_THE TASK_. Reproduce the items from the first line through the line containing "x=22, y=110", substituting "bare soil" for every occurrence of "dirt ground" and leaving all else unchanged.

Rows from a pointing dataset
================
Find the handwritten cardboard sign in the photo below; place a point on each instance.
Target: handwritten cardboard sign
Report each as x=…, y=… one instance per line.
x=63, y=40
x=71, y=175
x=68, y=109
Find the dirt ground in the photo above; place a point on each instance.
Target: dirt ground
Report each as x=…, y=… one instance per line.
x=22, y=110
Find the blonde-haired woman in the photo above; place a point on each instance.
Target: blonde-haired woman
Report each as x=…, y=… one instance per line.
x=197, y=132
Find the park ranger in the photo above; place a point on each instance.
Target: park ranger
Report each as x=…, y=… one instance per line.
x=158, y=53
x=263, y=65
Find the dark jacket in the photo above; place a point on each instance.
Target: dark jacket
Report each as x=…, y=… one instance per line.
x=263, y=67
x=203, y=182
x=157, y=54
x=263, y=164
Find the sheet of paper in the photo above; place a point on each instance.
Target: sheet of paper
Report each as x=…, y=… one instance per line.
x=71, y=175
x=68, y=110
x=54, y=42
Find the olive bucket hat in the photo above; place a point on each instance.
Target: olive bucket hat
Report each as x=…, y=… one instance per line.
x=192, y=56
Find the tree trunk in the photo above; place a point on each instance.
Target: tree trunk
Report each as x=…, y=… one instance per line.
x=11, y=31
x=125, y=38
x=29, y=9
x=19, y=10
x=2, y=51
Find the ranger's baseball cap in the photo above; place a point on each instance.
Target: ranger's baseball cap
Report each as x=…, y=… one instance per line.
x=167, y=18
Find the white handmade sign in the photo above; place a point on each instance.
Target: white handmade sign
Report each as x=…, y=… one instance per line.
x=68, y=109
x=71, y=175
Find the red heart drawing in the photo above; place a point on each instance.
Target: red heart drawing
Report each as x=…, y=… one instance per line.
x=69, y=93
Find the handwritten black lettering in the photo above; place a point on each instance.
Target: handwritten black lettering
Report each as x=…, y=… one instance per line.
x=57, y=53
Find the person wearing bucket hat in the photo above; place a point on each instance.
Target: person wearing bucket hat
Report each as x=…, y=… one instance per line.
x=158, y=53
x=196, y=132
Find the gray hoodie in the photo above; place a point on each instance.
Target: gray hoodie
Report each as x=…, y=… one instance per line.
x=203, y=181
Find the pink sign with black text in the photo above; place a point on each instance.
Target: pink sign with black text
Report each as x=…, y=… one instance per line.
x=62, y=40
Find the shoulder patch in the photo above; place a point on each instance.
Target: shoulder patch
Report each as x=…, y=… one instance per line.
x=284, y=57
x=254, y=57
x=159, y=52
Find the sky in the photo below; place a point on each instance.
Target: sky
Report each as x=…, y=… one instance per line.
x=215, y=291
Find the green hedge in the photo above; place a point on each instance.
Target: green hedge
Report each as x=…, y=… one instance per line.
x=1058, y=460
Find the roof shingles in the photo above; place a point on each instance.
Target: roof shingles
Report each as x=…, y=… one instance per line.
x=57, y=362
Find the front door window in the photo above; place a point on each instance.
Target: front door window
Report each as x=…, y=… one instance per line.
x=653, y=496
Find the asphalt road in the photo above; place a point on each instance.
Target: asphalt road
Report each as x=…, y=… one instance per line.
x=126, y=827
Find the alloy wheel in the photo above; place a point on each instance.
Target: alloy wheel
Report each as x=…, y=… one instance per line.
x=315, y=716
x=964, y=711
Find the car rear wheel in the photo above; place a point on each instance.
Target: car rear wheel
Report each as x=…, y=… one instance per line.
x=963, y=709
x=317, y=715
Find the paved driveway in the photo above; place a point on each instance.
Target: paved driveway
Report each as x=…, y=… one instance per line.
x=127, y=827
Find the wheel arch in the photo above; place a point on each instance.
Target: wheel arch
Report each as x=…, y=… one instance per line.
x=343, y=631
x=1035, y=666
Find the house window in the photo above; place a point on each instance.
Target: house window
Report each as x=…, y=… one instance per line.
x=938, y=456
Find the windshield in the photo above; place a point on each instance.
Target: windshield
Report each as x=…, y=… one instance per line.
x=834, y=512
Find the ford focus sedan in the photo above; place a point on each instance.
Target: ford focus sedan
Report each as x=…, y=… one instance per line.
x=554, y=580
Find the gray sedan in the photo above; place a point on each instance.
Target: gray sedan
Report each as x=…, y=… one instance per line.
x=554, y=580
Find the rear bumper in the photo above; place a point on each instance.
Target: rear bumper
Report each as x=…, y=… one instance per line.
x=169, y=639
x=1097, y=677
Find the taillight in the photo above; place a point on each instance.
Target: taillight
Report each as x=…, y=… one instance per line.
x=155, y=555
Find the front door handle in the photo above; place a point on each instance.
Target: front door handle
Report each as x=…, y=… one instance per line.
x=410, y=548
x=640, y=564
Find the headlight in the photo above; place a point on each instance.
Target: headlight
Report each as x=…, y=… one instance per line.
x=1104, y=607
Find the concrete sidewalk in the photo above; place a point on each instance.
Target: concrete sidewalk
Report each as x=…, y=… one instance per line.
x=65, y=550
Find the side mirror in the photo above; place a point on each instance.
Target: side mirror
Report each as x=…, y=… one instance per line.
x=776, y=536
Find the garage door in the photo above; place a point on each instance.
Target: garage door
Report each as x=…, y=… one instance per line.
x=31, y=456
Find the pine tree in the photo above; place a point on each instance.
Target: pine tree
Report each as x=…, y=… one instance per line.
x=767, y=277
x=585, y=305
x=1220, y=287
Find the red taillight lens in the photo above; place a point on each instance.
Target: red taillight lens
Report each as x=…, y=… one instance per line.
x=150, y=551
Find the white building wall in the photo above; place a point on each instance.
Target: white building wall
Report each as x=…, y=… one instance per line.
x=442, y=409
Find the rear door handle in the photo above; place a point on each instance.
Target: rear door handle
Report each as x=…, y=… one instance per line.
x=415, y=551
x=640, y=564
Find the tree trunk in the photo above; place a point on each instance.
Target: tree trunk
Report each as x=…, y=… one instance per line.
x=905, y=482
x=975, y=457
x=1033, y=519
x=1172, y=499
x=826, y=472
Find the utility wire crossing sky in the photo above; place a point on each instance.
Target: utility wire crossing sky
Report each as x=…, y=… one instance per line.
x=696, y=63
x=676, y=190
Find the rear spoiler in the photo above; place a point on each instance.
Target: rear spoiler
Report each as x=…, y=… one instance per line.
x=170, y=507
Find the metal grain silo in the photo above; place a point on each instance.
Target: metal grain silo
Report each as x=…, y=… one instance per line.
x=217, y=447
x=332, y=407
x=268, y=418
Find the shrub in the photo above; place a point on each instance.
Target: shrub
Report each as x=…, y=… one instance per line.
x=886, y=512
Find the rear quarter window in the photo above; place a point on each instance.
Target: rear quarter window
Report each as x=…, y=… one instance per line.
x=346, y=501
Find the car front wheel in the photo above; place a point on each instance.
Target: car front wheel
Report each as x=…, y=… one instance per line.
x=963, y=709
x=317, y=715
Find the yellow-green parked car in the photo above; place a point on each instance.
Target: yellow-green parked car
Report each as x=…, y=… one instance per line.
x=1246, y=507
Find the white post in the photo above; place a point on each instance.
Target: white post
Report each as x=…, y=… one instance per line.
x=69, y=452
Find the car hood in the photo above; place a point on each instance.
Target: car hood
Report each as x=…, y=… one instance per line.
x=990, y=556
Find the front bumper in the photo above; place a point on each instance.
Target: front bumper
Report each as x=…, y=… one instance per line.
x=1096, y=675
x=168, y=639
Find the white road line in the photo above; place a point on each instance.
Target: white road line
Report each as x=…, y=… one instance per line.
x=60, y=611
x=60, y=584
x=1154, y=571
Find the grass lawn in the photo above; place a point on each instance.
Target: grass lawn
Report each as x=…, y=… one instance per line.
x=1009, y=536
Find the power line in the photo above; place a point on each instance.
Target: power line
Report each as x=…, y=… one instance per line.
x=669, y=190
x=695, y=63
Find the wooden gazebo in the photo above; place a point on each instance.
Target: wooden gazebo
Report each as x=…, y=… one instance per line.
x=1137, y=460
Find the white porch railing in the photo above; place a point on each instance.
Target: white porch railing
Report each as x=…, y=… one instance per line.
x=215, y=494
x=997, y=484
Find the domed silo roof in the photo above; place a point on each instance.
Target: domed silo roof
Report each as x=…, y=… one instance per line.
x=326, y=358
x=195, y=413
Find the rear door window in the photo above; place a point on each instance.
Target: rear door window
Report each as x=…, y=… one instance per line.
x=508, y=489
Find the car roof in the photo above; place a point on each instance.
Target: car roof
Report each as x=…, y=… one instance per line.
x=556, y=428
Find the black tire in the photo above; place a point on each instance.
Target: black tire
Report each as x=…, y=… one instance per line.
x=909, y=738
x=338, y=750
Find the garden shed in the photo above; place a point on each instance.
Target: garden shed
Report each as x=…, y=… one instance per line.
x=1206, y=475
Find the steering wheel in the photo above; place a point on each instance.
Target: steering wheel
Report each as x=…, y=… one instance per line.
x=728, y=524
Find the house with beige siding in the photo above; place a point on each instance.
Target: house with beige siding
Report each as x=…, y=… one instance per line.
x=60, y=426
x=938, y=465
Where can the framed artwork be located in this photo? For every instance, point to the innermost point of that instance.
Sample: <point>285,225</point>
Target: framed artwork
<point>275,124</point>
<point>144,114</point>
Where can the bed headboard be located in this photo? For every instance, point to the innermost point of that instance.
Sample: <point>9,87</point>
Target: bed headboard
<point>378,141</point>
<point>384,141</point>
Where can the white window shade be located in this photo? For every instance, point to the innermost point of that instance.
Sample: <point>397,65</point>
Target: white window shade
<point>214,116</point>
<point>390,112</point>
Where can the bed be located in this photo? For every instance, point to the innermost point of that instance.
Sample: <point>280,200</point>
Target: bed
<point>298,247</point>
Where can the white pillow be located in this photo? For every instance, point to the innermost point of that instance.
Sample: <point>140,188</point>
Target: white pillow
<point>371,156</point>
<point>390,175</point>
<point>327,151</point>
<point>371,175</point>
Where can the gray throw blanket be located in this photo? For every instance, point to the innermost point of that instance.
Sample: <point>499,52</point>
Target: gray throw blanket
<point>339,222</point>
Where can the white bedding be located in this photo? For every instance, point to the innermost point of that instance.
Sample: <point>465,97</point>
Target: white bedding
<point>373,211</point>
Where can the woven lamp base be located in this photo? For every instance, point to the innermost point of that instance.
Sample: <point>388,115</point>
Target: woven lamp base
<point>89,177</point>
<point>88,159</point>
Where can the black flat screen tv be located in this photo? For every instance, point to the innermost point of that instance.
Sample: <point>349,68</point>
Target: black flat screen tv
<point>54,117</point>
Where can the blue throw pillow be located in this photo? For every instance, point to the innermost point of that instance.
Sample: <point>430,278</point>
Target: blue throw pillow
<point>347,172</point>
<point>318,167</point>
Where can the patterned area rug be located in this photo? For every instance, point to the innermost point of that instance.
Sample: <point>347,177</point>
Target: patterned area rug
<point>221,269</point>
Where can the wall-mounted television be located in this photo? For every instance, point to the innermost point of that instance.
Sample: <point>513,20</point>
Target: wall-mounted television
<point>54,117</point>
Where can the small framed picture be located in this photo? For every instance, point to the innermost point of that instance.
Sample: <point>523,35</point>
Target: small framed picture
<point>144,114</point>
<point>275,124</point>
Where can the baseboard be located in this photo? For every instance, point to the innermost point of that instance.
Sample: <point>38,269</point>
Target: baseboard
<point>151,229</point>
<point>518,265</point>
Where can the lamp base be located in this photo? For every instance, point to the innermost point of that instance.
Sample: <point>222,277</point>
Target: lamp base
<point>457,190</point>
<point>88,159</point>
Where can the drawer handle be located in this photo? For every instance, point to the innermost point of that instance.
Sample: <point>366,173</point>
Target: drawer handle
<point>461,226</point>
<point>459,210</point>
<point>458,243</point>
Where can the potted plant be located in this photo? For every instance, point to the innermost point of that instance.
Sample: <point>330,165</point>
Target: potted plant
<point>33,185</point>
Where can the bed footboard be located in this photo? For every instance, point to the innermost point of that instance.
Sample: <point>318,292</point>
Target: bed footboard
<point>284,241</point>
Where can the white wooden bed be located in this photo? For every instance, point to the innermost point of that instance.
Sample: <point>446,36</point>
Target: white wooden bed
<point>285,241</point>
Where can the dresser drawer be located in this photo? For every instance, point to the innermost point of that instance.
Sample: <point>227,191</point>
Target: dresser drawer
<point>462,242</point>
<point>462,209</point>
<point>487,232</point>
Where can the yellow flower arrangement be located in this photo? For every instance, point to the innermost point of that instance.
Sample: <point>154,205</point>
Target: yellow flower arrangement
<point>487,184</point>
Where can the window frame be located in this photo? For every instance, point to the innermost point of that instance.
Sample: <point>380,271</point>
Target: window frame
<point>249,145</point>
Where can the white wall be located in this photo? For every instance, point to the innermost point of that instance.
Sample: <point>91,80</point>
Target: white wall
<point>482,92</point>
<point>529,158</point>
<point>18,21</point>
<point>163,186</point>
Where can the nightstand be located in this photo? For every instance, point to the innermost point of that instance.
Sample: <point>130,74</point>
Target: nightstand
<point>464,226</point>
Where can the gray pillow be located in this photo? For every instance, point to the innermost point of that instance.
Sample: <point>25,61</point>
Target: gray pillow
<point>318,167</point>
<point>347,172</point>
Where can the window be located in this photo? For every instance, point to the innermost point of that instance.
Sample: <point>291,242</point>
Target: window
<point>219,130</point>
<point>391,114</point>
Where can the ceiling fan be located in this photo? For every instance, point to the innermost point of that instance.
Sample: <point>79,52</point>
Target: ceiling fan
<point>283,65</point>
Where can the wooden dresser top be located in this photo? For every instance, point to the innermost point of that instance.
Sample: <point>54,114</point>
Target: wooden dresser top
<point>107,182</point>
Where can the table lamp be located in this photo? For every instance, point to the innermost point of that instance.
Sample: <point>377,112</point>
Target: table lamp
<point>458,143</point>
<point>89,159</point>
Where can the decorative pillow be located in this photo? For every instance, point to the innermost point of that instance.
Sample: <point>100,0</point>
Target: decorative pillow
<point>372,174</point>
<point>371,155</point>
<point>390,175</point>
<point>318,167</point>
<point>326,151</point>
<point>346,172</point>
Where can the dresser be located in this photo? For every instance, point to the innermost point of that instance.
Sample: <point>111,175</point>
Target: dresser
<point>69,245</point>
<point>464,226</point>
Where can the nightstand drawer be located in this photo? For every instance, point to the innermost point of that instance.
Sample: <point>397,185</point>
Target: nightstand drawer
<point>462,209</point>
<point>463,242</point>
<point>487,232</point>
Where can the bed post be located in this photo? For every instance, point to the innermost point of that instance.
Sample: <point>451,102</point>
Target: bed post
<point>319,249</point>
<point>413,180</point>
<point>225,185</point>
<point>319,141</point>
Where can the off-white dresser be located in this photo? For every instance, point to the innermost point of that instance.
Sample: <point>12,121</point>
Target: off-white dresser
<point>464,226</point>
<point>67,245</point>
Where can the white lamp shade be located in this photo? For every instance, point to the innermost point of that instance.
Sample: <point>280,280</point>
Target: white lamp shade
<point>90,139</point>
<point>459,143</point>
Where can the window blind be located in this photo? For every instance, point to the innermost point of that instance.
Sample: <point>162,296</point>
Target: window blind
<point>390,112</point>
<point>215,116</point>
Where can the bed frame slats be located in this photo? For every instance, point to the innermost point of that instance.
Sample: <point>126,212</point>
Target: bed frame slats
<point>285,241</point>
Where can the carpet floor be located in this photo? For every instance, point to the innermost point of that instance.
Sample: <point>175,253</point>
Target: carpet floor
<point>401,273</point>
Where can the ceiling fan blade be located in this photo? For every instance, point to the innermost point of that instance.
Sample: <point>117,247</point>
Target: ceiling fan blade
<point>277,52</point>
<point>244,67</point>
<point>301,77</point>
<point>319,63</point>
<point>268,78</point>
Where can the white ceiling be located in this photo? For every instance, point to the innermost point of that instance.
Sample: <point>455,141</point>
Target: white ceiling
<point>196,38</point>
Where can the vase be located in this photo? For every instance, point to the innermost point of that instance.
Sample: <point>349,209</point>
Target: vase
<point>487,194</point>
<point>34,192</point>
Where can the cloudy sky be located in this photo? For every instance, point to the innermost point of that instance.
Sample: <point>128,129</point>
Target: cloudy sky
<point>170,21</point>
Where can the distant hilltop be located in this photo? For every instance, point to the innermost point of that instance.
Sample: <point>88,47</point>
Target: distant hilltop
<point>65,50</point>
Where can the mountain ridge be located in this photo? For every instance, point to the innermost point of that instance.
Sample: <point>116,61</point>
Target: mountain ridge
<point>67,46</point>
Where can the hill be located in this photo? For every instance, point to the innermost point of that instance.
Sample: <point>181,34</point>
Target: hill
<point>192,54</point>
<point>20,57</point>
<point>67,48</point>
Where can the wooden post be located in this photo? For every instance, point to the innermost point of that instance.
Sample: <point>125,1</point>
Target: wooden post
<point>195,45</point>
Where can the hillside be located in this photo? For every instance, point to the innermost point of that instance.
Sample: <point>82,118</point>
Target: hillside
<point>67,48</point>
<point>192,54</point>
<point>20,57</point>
================
_COMPLETED TASK_.
Find the handwritten cardboard sign in the photo below; place a point on each instance.
Target: handwritten cardboard sign
Report each as x=…, y=… one instance per line.
x=63, y=40
x=71, y=175
x=68, y=109
Find the bare soil in the photo above; place a point on each instance.
Target: bare soil
Report each as x=…, y=… one instance per line.
x=22, y=110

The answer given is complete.